» **INSTRUCTIONS TO FOLLOW**:
Copy word for word the lines that begin with the line containing "[trace] yellow building" and end with the line containing "Trace the outline of every instance of the yellow", including both of those lines.

(Segmentation labeling items)
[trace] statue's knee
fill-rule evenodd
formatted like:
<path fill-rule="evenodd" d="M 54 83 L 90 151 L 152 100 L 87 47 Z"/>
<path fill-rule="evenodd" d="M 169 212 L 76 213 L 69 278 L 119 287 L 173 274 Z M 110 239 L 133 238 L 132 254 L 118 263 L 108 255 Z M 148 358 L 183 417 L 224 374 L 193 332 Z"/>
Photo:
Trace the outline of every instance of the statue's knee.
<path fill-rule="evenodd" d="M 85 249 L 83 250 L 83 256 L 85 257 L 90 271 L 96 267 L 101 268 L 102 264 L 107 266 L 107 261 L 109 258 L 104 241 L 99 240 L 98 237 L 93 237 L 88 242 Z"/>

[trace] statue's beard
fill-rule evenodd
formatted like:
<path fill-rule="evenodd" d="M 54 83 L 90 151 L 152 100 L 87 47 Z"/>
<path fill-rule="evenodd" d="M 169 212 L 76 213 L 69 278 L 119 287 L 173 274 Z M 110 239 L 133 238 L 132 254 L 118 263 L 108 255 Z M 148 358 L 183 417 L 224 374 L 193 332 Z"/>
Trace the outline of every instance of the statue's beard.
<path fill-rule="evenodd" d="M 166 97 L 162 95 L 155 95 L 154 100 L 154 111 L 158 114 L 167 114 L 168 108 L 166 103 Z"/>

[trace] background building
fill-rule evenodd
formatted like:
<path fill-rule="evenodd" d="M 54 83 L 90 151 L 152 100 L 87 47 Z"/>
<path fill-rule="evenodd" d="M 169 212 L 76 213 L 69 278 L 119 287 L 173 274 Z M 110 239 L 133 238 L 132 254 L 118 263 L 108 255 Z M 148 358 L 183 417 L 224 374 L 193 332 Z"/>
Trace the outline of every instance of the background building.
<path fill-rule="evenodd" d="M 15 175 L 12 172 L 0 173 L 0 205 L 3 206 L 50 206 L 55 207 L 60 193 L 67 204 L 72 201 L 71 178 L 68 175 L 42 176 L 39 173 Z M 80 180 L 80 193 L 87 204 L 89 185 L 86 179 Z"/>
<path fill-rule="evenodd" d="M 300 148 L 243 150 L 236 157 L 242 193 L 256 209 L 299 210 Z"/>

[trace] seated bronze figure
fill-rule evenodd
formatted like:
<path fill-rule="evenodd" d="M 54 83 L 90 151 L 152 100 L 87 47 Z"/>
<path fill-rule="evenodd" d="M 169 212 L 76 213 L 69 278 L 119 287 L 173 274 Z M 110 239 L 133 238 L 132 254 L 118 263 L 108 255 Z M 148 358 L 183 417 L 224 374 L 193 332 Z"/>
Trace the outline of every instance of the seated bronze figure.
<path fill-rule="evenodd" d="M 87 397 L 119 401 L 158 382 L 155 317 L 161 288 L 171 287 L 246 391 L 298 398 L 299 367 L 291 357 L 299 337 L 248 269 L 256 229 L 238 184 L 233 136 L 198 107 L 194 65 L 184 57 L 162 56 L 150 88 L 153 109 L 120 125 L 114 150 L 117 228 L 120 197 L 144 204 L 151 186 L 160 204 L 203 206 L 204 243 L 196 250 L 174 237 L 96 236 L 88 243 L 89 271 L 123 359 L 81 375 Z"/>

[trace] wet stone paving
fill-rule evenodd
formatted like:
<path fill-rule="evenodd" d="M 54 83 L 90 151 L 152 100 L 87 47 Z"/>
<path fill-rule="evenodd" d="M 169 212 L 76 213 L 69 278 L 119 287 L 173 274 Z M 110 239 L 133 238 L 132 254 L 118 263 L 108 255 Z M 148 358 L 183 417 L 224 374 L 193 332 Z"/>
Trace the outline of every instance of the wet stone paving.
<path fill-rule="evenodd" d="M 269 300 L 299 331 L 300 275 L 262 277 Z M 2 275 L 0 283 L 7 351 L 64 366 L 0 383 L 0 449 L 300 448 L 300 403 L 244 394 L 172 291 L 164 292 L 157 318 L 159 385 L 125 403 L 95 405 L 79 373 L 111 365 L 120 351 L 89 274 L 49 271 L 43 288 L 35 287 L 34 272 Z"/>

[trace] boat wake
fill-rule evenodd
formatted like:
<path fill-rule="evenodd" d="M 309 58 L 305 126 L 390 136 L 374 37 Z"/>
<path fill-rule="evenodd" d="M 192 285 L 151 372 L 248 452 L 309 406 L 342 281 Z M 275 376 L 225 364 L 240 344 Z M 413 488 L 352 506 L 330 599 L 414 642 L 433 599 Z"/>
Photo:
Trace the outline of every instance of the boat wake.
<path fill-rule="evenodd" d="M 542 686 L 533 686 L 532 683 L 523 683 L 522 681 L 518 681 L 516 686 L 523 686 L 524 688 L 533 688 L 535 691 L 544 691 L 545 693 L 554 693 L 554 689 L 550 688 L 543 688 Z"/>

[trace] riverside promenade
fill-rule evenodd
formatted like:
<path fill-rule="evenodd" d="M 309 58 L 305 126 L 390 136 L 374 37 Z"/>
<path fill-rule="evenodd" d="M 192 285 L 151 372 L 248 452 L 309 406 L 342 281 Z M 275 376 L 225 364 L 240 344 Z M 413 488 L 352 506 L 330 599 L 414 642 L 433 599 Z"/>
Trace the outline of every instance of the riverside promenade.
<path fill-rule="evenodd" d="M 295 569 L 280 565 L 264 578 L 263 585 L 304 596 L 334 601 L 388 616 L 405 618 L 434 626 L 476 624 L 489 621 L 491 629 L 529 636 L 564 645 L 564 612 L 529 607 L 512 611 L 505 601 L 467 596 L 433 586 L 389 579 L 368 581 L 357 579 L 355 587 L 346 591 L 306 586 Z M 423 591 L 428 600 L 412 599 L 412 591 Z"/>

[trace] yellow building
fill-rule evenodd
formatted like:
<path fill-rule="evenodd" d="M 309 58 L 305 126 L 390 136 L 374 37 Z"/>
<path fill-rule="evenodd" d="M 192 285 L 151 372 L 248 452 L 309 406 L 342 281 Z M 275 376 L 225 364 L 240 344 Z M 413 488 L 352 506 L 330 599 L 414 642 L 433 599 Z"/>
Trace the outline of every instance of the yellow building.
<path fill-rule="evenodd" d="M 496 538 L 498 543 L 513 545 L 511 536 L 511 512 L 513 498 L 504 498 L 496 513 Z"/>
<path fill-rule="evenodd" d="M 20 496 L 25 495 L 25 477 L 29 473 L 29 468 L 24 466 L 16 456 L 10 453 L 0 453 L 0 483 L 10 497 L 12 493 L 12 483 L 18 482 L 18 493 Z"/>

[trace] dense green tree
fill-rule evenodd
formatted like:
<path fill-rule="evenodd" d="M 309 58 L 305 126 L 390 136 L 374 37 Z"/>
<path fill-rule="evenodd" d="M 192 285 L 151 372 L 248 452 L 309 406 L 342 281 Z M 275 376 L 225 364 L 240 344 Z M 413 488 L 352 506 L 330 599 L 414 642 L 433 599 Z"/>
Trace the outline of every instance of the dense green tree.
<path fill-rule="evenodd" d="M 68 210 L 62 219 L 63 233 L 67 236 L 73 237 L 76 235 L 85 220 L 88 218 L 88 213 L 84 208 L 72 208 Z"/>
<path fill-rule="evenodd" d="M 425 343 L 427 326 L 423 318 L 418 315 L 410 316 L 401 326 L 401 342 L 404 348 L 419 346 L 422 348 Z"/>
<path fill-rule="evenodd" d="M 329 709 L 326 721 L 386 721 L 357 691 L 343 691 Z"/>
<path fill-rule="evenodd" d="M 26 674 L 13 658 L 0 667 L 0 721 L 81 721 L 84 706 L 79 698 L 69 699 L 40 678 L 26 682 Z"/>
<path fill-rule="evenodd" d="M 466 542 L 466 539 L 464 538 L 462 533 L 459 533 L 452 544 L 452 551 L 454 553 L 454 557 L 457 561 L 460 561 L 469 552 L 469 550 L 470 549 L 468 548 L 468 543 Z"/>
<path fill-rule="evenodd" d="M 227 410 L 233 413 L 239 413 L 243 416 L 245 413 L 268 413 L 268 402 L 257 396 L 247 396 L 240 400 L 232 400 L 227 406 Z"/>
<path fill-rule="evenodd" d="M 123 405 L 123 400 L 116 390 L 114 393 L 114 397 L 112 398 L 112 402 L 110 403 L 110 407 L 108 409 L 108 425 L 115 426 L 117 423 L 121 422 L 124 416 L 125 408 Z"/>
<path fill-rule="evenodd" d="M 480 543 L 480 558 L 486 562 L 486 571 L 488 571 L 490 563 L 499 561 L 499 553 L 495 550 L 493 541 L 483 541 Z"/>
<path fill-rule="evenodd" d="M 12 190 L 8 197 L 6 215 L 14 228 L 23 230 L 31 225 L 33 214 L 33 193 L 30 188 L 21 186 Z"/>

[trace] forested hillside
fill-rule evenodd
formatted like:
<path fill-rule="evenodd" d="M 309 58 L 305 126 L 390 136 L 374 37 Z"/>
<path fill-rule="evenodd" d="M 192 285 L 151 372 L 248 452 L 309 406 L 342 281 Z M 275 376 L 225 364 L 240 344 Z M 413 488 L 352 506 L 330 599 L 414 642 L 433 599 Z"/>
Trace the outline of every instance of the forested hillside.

» **ANSWER BELOW**:
[trace] yellow building
fill-rule evenodd
formatted like:
<path fill-rule="evenodd" d="M 309 58 L 305 126 L 390 136 L 374 37 Z"/>
<path fill-rule="evenodd" d="M 192 285 L 151 372 L 248 452 L 309 406 L 342 281 Z M 275 376 L 225 364 L 240 344 Z M 413 488 L 352 506 L 330 599 L 414 642 L 433 599 Z"/>
Trace the outline of every instance of the yellow building.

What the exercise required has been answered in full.